Task item: Whenever the string "cloud" turns up in a line of the data below, copy that line.

Saved data entries:
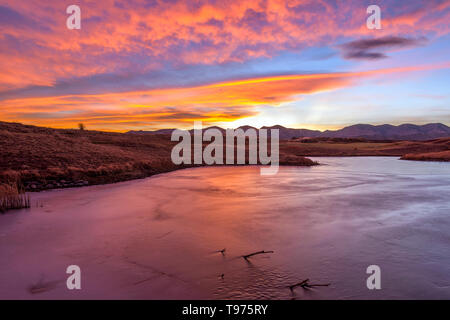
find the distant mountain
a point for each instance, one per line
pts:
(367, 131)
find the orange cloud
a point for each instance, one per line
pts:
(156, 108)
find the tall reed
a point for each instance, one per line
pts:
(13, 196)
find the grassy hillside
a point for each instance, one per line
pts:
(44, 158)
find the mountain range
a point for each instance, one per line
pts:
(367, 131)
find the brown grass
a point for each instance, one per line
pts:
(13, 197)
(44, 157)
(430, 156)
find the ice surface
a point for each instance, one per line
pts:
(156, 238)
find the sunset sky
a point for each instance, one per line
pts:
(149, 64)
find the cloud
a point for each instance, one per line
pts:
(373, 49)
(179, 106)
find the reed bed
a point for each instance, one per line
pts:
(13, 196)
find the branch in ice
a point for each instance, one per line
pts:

--

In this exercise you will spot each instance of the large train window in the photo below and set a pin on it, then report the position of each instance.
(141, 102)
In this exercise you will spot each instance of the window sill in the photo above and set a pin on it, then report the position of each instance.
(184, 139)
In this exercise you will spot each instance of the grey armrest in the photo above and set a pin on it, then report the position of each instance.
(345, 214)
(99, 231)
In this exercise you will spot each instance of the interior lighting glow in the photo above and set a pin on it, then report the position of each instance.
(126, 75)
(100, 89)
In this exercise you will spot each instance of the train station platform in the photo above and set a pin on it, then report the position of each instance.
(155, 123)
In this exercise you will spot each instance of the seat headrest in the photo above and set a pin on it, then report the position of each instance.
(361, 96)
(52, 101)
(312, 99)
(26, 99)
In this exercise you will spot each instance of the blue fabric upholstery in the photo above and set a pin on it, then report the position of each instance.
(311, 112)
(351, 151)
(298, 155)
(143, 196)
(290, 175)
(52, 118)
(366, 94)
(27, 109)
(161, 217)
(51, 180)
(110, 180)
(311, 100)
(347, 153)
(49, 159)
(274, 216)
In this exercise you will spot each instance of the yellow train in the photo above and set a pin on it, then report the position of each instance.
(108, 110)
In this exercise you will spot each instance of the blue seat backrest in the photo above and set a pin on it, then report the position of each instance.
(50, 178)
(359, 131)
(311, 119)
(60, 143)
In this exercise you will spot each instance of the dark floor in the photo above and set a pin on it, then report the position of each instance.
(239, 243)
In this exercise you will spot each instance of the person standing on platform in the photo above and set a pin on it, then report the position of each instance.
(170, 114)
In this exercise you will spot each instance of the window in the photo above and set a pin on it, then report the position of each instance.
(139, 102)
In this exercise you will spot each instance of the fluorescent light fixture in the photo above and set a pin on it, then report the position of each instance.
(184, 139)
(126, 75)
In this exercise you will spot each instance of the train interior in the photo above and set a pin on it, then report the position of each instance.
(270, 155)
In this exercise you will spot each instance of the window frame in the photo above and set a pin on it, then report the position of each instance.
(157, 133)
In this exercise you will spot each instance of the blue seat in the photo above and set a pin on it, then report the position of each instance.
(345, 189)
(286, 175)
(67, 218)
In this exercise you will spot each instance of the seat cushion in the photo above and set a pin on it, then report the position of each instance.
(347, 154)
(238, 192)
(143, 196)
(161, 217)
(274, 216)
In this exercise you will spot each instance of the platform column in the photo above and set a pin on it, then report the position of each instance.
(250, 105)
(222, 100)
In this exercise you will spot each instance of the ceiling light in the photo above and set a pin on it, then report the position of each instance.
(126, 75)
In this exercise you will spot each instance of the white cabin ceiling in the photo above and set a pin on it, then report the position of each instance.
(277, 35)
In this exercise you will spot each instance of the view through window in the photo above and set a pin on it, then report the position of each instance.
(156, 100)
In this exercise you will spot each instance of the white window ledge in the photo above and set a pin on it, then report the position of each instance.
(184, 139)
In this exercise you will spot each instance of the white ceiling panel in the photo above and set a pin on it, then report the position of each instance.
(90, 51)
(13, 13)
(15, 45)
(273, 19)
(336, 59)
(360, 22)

Result of this exercise:
find the orange cloud
find the cloud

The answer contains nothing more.